── Record excerpts

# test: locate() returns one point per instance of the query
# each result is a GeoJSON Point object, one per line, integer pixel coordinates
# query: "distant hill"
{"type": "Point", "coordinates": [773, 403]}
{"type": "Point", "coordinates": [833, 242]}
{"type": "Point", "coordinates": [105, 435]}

────

When you reach this point, go back and write out each record above exactly.

• Answer section:
# test: locate() returns one point per instance of the query
# each result is a GeoJSON Point object, one per line, integer pixel coordinates
# query: "distant hill"
{"type": "Point", "coordinates": [773, 403]}
{"type": "Point", "coordinates": [833, 242]}
{"type": "Point", "coordinates": [105, 435]}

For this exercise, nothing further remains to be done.